From the line with "Where can the orange" through the end of the material, write the lines out again with "Put a point on" swapped for "Mark" and everything else unchanged, leaving out the pictures.

Start of DATASET

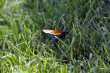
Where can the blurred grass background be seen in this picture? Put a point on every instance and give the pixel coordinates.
(25, 49)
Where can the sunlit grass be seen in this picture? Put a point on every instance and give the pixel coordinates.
(24, 48)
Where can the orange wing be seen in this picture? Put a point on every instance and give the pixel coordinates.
(53, 32)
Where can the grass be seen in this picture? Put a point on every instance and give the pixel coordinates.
(24, 48)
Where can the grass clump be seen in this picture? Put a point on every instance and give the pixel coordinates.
(24, 48)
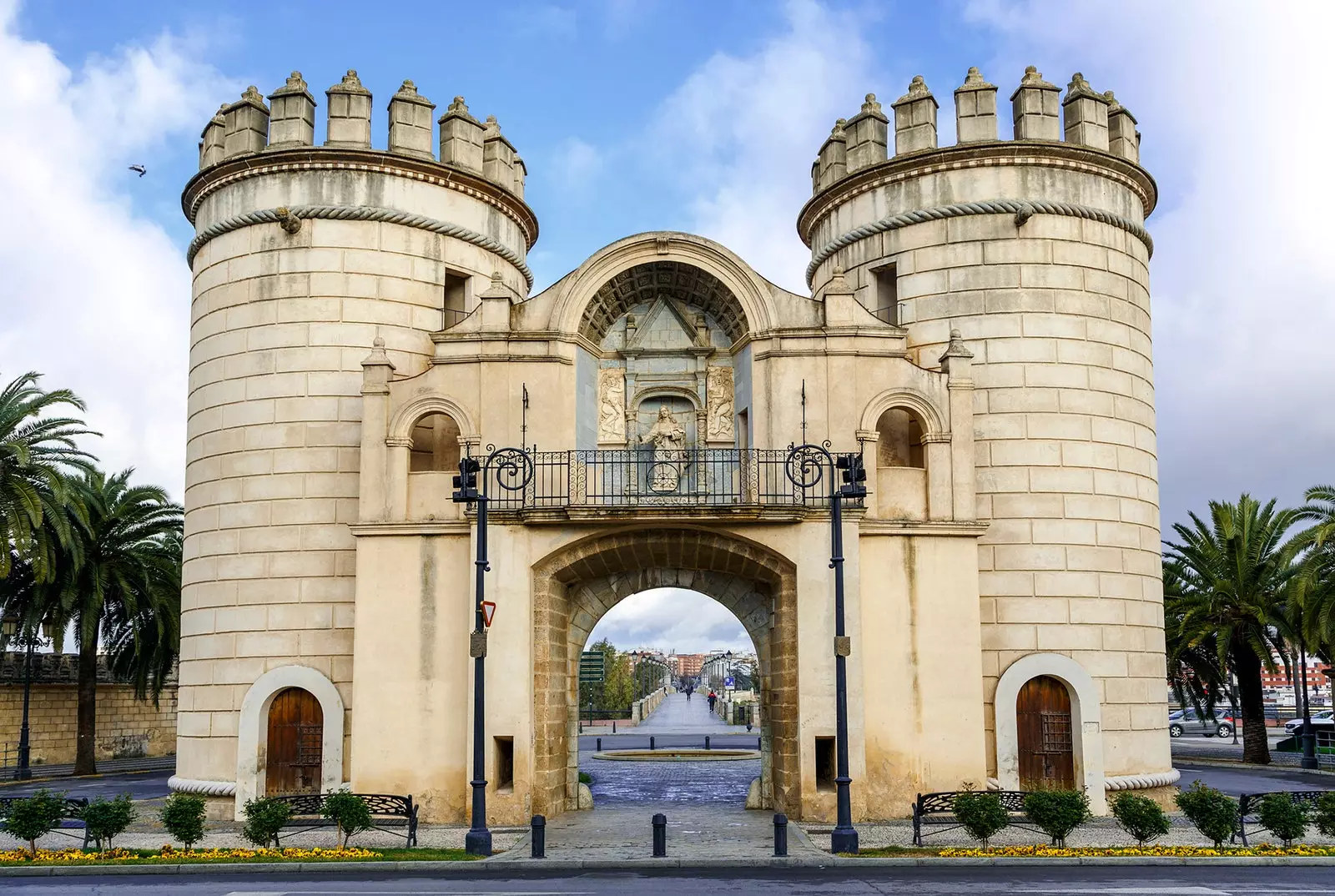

End of DATASET

- _PROBLEM SOLUTION_:
Where can the orange wing be seen in this picture? Mark every instance and give the pixel coordinates.
(53, 32)
Where can the grass be seen in this picture? Mark every instance and give the pixel coordinates.
(24, 48)
Where can the grass clump be seen in this picture? Mark every instance and give the pixel coordinates.
(24, 48)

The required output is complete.